== Task requirements ==
Output every line of these items as a numbered list, omitting any blank lines.

(Entries taken from a collection)

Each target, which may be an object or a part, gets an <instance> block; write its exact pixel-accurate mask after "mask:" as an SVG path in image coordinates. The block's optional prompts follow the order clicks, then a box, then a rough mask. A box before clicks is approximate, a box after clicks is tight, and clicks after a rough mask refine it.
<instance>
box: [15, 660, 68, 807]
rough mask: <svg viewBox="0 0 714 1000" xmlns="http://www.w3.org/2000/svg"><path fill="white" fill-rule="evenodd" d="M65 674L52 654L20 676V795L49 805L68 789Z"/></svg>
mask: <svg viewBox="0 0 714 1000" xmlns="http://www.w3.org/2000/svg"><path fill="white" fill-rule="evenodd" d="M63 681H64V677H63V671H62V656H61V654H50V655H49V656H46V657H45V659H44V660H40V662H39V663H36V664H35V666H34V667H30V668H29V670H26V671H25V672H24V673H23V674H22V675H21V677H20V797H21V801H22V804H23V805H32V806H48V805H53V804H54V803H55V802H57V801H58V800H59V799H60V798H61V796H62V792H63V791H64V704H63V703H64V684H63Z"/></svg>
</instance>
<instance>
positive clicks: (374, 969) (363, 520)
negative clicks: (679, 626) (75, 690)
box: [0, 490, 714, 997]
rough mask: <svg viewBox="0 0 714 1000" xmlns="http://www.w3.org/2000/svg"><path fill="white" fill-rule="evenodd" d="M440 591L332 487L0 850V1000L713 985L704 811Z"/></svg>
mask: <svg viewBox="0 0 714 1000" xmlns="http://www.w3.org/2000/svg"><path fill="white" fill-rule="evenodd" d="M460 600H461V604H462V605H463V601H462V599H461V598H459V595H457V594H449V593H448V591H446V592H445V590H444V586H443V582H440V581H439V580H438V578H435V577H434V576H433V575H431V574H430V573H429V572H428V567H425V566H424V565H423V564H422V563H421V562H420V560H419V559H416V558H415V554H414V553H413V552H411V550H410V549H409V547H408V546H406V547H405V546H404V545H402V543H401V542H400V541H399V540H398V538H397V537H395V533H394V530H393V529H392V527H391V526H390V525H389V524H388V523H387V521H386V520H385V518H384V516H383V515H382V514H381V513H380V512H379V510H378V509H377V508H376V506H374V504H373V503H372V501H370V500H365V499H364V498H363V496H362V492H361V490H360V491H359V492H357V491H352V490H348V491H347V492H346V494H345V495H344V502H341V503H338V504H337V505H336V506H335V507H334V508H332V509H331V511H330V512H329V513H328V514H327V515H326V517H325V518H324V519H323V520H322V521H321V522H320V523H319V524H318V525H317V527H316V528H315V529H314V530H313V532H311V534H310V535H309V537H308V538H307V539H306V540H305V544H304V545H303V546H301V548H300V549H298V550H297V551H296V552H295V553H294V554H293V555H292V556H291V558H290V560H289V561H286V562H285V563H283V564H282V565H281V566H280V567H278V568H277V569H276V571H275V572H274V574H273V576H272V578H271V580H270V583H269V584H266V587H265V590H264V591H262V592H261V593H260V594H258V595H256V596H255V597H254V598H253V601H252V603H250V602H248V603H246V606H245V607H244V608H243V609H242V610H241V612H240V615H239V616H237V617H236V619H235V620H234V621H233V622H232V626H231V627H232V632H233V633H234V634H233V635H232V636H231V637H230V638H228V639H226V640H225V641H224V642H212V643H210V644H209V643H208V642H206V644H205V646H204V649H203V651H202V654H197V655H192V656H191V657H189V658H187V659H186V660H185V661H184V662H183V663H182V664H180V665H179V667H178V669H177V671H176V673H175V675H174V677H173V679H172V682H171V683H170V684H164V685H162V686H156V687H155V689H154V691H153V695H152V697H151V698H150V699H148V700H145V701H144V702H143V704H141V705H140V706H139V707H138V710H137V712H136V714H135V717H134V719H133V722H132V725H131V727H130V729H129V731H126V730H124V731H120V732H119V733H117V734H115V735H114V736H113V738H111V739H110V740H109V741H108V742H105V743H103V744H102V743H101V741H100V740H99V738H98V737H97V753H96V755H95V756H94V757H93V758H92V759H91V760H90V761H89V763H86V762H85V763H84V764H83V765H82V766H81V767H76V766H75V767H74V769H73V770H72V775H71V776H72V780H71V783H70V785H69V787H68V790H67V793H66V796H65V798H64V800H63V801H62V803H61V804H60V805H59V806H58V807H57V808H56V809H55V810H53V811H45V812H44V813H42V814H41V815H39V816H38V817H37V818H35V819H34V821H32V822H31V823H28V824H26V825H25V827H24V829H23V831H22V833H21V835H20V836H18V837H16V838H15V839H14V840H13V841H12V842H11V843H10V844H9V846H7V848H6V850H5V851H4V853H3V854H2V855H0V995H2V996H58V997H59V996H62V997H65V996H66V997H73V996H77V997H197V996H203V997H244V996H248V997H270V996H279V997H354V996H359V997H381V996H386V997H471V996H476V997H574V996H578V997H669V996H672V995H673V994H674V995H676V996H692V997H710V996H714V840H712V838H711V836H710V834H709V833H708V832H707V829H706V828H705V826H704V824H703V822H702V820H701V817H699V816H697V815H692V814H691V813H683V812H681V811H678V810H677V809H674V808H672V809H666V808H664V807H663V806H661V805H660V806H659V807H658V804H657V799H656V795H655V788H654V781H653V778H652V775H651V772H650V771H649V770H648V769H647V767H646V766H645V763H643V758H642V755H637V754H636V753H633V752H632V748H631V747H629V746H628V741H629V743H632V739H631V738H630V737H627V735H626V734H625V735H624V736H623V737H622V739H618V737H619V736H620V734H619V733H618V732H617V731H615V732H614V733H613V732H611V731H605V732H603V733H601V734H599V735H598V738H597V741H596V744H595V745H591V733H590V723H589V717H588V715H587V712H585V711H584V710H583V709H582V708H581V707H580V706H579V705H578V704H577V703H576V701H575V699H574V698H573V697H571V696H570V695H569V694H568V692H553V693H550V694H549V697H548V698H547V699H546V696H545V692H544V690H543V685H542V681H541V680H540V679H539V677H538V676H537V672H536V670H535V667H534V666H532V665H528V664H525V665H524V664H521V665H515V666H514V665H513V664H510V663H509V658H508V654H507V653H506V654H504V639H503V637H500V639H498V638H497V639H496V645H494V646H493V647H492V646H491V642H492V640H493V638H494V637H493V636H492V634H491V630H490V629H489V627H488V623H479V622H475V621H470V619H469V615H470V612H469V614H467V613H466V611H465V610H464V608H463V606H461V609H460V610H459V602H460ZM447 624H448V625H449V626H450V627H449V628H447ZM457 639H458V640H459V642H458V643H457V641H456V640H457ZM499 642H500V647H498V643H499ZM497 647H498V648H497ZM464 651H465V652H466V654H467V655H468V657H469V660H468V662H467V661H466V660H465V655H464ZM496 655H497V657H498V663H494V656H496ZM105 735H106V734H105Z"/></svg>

== Answer space ==
1. Each target, which may be an object or a part, gets an <instance> block; write its exact pixel-accurate mask after "mask:" as an SVG path in image coordinates. The block's optional prompts follow the order clicks, then a box, then a rough mask. A box before clicks is approximate, a box after clicks is tight, and clicks after a rough mask refine it.
2. <instance>
3. box: [15, 660, 68, 807]
4. rough mask: <svg viewBox="0 0 714 1000" xmlns="http://www.w3.org/2000/svg"><path fill="white" fill-rule="evenodd" d="M65 674L52 654L20 676V795L49 805L68 789Z"/></svg>
5. mask: <svg viewBox="0 0 714 1000" xmlns="http://www.w3.org/2000/svg"><path fill="white" fill-rule="evenodd" d="M63 681H64V677H63V671H62V656H61V654H50V655H49V656H46V657H45V659H44V660H40V662H39V663H36V664H35V666H34V667H30V668H29V670H26V671H25V672H24V673H23V674H22V675H21V677H20V797H21V801H22V804H23V805H32V806H48V805H53V804H54V803H55V802H57V801H58V800H59V799H60V798H61V796H62V792H63V791H64V704H63V703H64V684H63Z"/></svg>
6. </instance>
7. <instance>
8. positive clicks: (374, 969) (363, 520)
9. negative clicks: (679, 626) (75, 690)
10. box: [0, 490, 714, 997]
11. rough mask: <svg viewBox="0 0 714 1000" xmlns="http://www.w3.org/2000/svg"><path fill="white" fill-rule="evenodd" d="M440 591L332 487L0 850V1000L713 985L704 811Z"/></svg>
12. mask: <svg viewBox="0 0 714 1000" xmlns="http://www.w3.org/2000/svg"><path fill="white" fill-rule="evenodd" d="M460 600H461V604H462V605H463V601H462V599H461V598H459V595H457V594H449V593H448V591H446V592H445V590H444V586H443V582H440V581H439V580H438V578H435V577H434V576H433V575H431V574H430V573H429V572H428V567H425V566H424V565H423V564H422V563H421V562H420V560H419V559H416V558H415V554H414V553H413V552H411V550H410V549H409V547H408V546H406V547H405V546H404V545H402V543H401V542H400V541H399V540H398V538H397V537H395V533H394V530H393V529H392V527H391V526H390V525H389V524H388V523H387V521H386V520H385V518H384V516H383V515H382V514H381V513H380V512H379V510H378V509H377V508H376V506H374V504H373V503H372V501H370V500H365V499H364V498H363V496H362V492H361V490H360V491H359V492H357V491H352V490H348V491H347V492H346V494H345V495H344V502H341V503H338V504H337V505H336V506H335V507H334V508H332V509H331V511H330V512H329V513H328V514H327V515H326V517H325V518H324V519H323V520H322V521H321V522H320V523H319V524H318V525H317V527H316V528H315V529H314V530H313V532H311V534H310V535H309V537H308V538H307V539H306V540H305V544H304V545H303V546H301V548H300V549H298V550H297V551H296V552H295V553H294V554H293V555H292V556H291V558H290V560H289V561H286V562H285V563H283V564H282V565H281V566H280V567H278V568H277V569H276V571H275V572H274V574H273V576H272V578H271V580H270V583H269V584H266V587H265V590H264V591H262V592H261V593H260V594H258V595H256V596H255V597H254V598H253V601H252V603H250V602H248V603H246V606H245V607H244V608H243V609H242V610H241V612H240V615H239V616H237V617H236V619H235V620H234V621H233V622H232V626H231V627H232V632H233V633H234V634H233V635H232V636H231V637H230V638H228V639H226V640H225V641H224V642H212V643H210V644H209V643H208V642H206V644H205V646H204V649H203V651H202V654H197V655H192V656H191V657H189V658H187V659H186V660H185V661H184V662H183V663H182V664H180V665H179V667H178V669H177V671H176V673H175V675H174V677H173V679H172V682H171V683H170V684H164V685H162V686H156V687H155V689H154V691H153V695H152V697H151V698H150V699H148V700H145V701H144V702H143V704H141V705H140V706H139V707H138V710H137V712H136V714H135V717H134V719H133V722H132V725H131V727H130V729H129V731H126V730H124V731H120V732H119V733H117V734H115V735H114V736H113V738H111V739H110V740H109V741H108V742H105V743H103V744H102V743H101V741H100V740H99V738H98V737H97V753H96V755H95V756H94V757H93V758H92V759H91V760H90V761H89V763H86V762H85V763H84V764H83V765H82V766H81V767H76V766H75V767H74V769H73V770H72V775H71V776H72V780H71V783H70V785H69V787H68V790H67V793H66V796H65V798H64V800H63V801H62V803H61V804H60V805H59V806H58V807H57V808H56V809H55V810H53V811H45V812H44V813H42V814H41V815H39V816H38V817H37V818H35V819H34V821H32V822H31V823H28V824H26V825H25V827H24V829H23V831H22V833H21V835H20V836H18V837H16V838H15V839H14V840H13V841H12V842H11V843H10V844H9V846H7V848H6V850H5V851H4V853H3V854H2V855H0V995H2V996H58V997H59V996H62V997H65V996H66V997H73V996H77V997H197V996H203V997H244V996H248V997H270V996H279V997H354V996H359V997H381V996H386V997H471V996H476V997H574V996H578V997H669V996H672V995H673V994H674V995H676V996H692V997H710V996H714V840H712V838H711V836H710V834H709V833H708V832H707V829H706V828H705V826H704V824H703V822H702V820H701V817H699V816H697V815H692V814H691V813H683V812H681V811H678V810H677V809H674V808H672V809H666V808H664V807H663V806H661V805H660V806H659V807H658V804H657V799H656V795H655V788H654V781H653V778H652V775H651V772H650V771H649V770H648V769H647V767H646V766H645V763H643V758H642V755H637V754H636V753H633V752H632V748H631V747H629V746H628V741H629V743H632V739H631V738H630V737H627V735H626V734H625V735H624V736H623V737H622V739H618V737H619V736H620V734H619V733H618V732H617V731H615V732H614V733H613V732H611V731H605V732H603V733H601V734H599V735H598V738H597V741H596V744H595V745H591V733H590V723H589V717H588V715H587V712H585V711H584V710H583V709H582V708H581V707H580V706H579V705H578V704H577V703H576V701H575V699H574V698H573V697H571V696H570V695H569V694H568V692H553V693H550V694H549V697H548V698H547V699H546V696H545V692H544V690H543V685H542V681H541V680H540V679H539V677H538V676H537V672H536V670H535V667H534V666H532V665H528V664H525V665H524V664H521V665H515V666H514V665H513V664H510V663H509V658H508V654H507V653H506V654H504V639H503V637H500V639H498V638H497V639H496V645H494V646H493V647H492V646H491V642H492V640H493V638H494V637H493V636H492V634H491V630H490V629H489V627H488V623H479V622H475V621H470V619H469V615H470V612H469V614H467V613H466V611H465V610H464V608H463V606H461V609H460V610H459V602H460ZM447 624H448V625H449V626H450V627H449V628H447ZM457 639H458V640H459V642H458V643H457V641H456V640H457ZM499 642H500V647H498V643H499ZM497 647H498V648H497ZM464 651H465V652H466V654H467V655H468V657H469V660H468V662H467V661H466V660H465V655H464ZM496 655H497V657H498V663H494V656H496ZM105 735H106V734H105Z"/></svg>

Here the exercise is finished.